** start EXTRACT PROVIDED **

My understanding of the column selection logic as it currently exists is that the columns argument of user-facing validations functions is always enquo()-ed, and forwarded to (at least) three different implementations:

  1. If input is a vars() call, deparse the elements and return the column names in a character vector.

  2. If input is a call to one of the supported {tidyselect} functions in exported_tidyselect_fns, forward the quosure to eval_select().

  3. For all other cases, the input (sometimes character vector, sometimes a symbol) is forwarded to vars_select() as quosure and defused there.

This PR tries to unify these various behaviors under tidyselect::eval_select() (mostly by rewriting the resolve_columns() internal function). The proposal is to make all user-supplied expressions to columns pass through {tidyselect}, as much as possible.

Problems

There are (or were, if I did this right) four points of friction for a complete {tidyselect}-backend refactoring:

  1. Both users and developers of pointblank can freely switch between passing expressions vs. character vectors to the column argument without being explicit about which one we're intending. The PRO is that the function is smart and it "just works", which is convenient. The CON is that it requires/causes the kind of fractured implementation of the selection logic that I described above. The solution is to expect the argument to always be captured/quoted by default, unless it's specifically marked for ordinary evaluation. dplyr::select() has already paved way for this by introducing all_of(). So anytime in the source code we do something like columns = columns and expect the columns argument to be ordinarily evaluated as a character vector, this PR ensures that the input is wrapped in all_of() to let eval_select() handle it:

  2. The way we currently implement vars() will become somewhat of an off-label usage in a {tidyselect} context. There's no way to make this straightforwardly work, so I just special case this for backwards compatibility. Luckily, {tidyselect} already offers this capability with c(), so the PR simply intercepts the vars() expression and replaces vars with c before sending it off to eval_select().

** end EXTRACT PROVIDED **
** start DATA EXTRACT **

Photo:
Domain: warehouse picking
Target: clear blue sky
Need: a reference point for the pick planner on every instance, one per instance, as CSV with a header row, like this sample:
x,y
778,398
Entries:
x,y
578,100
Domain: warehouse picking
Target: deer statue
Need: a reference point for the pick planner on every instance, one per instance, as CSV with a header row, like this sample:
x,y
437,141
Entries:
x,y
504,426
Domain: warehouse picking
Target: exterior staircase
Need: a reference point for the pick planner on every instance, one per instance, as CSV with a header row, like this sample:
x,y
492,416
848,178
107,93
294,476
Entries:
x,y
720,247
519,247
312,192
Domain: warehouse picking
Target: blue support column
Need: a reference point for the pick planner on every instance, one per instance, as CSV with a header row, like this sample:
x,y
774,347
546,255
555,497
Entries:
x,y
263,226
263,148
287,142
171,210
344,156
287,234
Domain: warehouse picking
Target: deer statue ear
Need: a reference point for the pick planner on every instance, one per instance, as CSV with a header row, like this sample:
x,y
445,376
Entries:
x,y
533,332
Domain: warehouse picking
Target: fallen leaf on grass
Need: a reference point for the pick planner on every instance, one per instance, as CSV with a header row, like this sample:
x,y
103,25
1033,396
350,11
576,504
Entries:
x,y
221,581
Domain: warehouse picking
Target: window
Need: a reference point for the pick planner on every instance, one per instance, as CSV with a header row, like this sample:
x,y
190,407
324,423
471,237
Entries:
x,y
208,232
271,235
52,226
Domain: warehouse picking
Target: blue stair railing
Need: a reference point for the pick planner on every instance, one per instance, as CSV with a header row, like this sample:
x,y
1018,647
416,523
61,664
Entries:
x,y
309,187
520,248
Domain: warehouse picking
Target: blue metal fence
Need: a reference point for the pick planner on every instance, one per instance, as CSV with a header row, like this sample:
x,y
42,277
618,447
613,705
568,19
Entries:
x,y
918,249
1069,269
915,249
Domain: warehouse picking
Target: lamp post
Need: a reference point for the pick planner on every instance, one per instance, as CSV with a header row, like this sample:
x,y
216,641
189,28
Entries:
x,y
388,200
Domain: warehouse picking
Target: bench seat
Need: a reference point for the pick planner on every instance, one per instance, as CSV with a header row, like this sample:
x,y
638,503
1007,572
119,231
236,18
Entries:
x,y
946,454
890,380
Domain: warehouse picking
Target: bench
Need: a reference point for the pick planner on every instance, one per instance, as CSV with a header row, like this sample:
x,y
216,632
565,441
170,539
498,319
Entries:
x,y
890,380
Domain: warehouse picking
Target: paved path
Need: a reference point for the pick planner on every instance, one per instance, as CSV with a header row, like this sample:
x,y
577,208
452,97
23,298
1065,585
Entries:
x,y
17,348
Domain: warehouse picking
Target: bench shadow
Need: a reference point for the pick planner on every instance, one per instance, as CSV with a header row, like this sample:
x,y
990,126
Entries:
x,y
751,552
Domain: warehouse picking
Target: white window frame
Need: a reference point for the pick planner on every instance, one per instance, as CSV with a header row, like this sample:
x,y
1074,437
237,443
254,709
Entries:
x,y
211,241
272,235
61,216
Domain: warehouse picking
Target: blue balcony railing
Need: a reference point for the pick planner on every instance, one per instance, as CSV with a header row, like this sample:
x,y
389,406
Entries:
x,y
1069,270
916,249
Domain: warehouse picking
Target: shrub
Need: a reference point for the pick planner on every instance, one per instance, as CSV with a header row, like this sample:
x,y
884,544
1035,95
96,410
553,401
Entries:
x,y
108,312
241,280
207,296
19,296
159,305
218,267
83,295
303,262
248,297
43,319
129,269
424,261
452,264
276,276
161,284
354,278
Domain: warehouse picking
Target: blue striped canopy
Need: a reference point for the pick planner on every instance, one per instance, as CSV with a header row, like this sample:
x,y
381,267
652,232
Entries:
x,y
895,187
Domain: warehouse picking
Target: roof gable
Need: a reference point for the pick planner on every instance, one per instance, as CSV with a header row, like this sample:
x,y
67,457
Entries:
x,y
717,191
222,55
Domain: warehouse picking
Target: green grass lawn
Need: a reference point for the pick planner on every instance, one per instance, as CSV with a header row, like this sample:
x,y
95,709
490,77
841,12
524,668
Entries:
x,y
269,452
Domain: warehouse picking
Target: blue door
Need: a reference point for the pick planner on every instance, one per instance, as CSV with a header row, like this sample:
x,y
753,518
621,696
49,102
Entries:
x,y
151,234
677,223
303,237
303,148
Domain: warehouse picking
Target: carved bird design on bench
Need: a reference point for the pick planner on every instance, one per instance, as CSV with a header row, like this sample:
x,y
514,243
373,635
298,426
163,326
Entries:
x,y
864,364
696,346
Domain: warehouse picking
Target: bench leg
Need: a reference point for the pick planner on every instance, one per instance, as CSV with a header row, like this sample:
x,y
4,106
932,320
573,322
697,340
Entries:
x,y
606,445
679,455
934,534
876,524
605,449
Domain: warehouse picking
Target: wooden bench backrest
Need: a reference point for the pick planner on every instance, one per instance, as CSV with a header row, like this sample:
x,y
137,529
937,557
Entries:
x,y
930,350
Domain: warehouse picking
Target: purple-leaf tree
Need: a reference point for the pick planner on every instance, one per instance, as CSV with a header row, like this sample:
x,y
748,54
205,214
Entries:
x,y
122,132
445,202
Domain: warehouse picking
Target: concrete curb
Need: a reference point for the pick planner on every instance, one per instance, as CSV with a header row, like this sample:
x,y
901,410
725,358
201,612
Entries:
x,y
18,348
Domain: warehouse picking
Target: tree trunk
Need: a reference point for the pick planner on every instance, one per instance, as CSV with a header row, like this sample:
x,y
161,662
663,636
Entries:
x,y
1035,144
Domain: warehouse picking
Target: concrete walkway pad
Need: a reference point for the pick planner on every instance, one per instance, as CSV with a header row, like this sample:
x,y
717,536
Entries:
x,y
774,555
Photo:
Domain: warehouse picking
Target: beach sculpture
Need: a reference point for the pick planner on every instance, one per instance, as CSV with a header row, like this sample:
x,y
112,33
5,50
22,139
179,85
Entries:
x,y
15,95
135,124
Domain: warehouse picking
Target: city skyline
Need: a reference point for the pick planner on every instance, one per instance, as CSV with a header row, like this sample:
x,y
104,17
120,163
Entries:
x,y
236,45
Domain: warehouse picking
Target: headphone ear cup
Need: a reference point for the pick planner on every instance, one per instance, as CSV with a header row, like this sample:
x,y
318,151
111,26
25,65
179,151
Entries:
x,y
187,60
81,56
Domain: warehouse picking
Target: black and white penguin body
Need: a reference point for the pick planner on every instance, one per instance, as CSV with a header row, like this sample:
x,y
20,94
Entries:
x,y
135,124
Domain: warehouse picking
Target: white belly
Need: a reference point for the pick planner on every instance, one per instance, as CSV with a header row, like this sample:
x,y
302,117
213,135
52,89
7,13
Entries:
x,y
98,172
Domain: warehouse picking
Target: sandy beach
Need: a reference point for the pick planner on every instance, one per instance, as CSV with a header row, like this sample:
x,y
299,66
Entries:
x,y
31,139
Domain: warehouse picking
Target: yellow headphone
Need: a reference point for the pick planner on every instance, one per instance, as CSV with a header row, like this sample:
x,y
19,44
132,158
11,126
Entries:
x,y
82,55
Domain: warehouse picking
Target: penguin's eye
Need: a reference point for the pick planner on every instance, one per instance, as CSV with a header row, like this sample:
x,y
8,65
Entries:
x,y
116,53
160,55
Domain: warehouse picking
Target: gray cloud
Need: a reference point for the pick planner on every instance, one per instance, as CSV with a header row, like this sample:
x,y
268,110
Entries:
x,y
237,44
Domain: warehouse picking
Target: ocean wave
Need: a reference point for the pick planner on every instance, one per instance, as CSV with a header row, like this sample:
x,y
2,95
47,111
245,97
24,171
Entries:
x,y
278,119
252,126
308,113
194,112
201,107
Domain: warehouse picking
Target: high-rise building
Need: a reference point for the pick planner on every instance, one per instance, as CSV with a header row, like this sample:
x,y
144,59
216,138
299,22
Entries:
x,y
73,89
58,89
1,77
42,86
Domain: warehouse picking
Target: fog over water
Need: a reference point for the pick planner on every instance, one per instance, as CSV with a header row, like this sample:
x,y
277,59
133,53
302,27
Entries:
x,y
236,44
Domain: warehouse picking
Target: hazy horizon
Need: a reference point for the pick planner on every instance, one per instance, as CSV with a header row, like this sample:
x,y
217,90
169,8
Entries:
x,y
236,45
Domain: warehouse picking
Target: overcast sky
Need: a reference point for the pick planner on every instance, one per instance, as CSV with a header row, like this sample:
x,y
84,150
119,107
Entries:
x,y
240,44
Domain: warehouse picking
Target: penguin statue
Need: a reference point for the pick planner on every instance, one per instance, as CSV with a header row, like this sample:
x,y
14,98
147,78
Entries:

** end DATA EXTRACT **

• THE TASKS:
1. From the column selection text, copy the passage that begins at the words "2. If input" and stops after the words "much as possible.".
2. Answer these questions from the column selection text:
(a) Which {tidyselect} function does the PR aim to route all column expressions through?
(b) Which function introduced by dplyr::select() does the PR wrap character-vector input in?
(c) What does the PR replace vars with in an intercepted vars() expression?
3. Pick up the column selection text after its last sentence and keep writing.
The items have no connection to the column selection text.

• EXPECTED RESPONSES:
1.
2. If input is a call to one of the supported {tidyselect} functions in exported_tidyselect_fns, forward the quosure to eval_select().

  3. For all other cases, the input (sometimes character vector, sometimes a symbol) is forwarded to vars_select() as quosure and defused there.

This PR tries to unify these various behaviors under tidyselect::eval_select() (mostly by rewriting the resolve_columns() internal function). The proposal is to make all user-supplied expressions to columns pass through {tidyselect}, as much as possible.

2.
(a) tidyselect::eval_select()
(b) all_of()
(c) c

3.
  3. eval_select() is strict about resolving column selections - it throws an error if the selection is invalid. In our case, this is a doubled edged sword (see also the error in tests at the bottom of this PR). On the one hand, we get the really informative tidyverse-style error messages it generates for free, instead of the generic message that pointblank currently throws. On the other hand, the dataframe that resolve_columns() receives is sometimes empty, with no columns (ex: in the case of serially()). In the PR, I decided to just special case empty data - the vars() expression in that case is simply deparsed into a character vector, bypassing tidyselect entirely (leaving it up to pointblank to catch any column selection errors downstream).

  4. Some validation functions (ex: col_exists()) simply deparse the user-supplied column expression immediately without doing anything more with it. These should get re-routed to resolve_columns() for consistency (of having all user-facing column selection logic be powered by {tidyselect}).

The first three actually turned out to be pretty trivial to address, as far as refactoring is concerned - It took a re-write of the resolve_columns() function + wrapping the input to columns in all_of() whenever we're passing a character vector, forcing the source code to be intentional about it. The fourth friction point requires editing the body of individual validation functions, so I'm holding them off for now.

Example

To demonstrate what the PR enables, here it is in action for rows_distinct(), which seemed like the prime candidate for this refactoring:

tbl <- data.frame(x = 1:2, y = "A")
expect_rows_distinct(tbl, c(x, y))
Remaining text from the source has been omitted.